Gaining a Following: 7 Tips for Making Your Brand Better

By: Marilyn L. Davis

“You can’t build a strong personal brand by just posting status updates… people need more than that, they need valuable content, beyond updates and tweets.” ― Bernard Kelvin Clive
 

Your Writing is Your Brand

Why do some writers get thousands of readers a day, subscribers to their blogs, and a following?  It’s because those writers deliver on their promise in the titles and consistently create engaging, imaginative and informative blogs, articles and essays. So, are they all born talented and accomplished wordsmiths? Not all of them. But each successful blogger works hard at producing the kind of pieces that their readers want to read.

I know, that’s all well and good for them, but what about you?

Here are seven tips for making your brand stand out, attract readers and get you noticed.

1. Define Your Niche.

“You have the ability to shine and make a mark in some field. Your job is to find your niche, excel and build a lasting legacy.”― Roopleen

Oh, sure, you knew about a niche. It’s that subject that you are the expert on when people want to know about a particular topic. And you do have knowledge and expertise.

So, how can you best convey that knowledge and prove to readers that you can inform, interest and educate them about your niche subjects? Make a list of all the topics you know about from jobs, school, hobbies, or personal research.  Now, narrow that down to which ones stimulate and excite you the most. That’s a huge clue – it’s the passion as much as the performance that makes us an expert in our subjects.

Not only are we experts from an educational standpoint, but we can write about it in ways that attract readers, piece after piece.

2. Never Try To Be Someone Else

woman with groucho mask

“Start telling the stories that only you can tell, because there will always be better writers than you, and there will always be smarter writers than you.

There will always be people who are much better at doing this or doing that – but you are the only you. –Neil Gaiman

  1. If you’re not cool, don’t force it; trendy only works for the generation that espoused it.
  2. If you’re not glib, it’s better to stick to the facts and not try to be slick and smooth.
  3. If you’re not sophisticated, don’t use words that sound urbane if they are not a normal part of your speech.
  4. All of those wanna-be characteristics read false for a reader, and you’ll lose them.

____________

* STATED GOAL 1 *
Answer these questions about the article on building a writing brand:
(a) What should you list when defining your niche?
(b) Who is quoted saying "you are the only you"?
(c) Who does trendy writing work for?
* STATED GOAL 2 *
Summarize the article on building a writing brand in two sentences.
* STATED GOAL 3 *
Reproduce the article on building a writing brand from "2. Never Try" up to and including "of your speech.".
The lines after the article aren't needed for anything here.

____________

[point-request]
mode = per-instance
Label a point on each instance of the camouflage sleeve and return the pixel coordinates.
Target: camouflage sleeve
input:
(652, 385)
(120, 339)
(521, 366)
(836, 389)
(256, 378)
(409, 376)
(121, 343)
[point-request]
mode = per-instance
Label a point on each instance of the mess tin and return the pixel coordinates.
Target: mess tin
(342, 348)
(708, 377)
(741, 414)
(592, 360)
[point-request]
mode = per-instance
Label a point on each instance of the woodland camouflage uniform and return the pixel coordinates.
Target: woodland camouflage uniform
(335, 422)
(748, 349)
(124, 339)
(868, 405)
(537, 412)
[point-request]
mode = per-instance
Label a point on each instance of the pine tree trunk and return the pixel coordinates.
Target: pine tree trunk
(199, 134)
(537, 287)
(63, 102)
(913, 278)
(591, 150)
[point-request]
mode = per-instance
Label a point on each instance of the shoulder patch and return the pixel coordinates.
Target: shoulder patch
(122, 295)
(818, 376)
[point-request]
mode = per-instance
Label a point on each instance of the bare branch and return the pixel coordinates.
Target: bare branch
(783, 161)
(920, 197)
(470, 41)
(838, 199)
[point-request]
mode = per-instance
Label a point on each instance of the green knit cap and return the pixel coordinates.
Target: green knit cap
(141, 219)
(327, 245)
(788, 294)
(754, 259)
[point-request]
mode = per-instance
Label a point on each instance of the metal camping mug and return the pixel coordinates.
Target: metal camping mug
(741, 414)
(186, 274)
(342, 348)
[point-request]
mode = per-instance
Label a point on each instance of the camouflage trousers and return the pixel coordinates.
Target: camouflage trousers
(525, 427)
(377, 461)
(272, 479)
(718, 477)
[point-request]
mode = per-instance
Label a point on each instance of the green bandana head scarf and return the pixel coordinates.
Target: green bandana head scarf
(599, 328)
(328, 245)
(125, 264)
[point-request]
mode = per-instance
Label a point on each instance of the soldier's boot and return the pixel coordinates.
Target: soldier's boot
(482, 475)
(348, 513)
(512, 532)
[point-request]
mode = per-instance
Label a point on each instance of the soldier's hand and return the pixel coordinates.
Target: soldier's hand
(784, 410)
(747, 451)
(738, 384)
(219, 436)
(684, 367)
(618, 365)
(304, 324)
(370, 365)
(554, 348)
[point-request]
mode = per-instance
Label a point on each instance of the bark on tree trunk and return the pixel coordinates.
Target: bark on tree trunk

____________

* EXERCISE RESULT 1 *
(a) All the topics you know about from jobs, school, hobbies, or personal research.
(b) Neil Gaiman.
(c) Only the generation that espoused it.

* EXERCISE RESULT 2 *
Writers who gain large followings deliver on the promise in their titles and consistently create engaging, imaginative and informative pieces that their readers want to read, and the article offers seven tips for making a brand stand out. The tips shown advise defining your niche by listing the topics you know and narrowing them to the ones that excite you most, and never trying to be someone else, because forced traits read false and lose readers.

* EXERCISE RESULT 3 *
2. Never Try To Be Someone Else

woman with groucho mask

“Start telling the stories that only you can tell, because there will always be better writers than you, and there will always be smarter writers than you.

There will always be people who are much better at doing this or doing that – but you are the only you. –Neil Gaiman

  1. If you’re not cool, don’t force it; trendy only works for the generation that espoused it.
  2. If you’re not glib, it’s better to stick to the facts and not try to be slick and smooth.
  3. If you’re not sophisticated, don’t use words that sound urbane if they are not a normal part of your speech.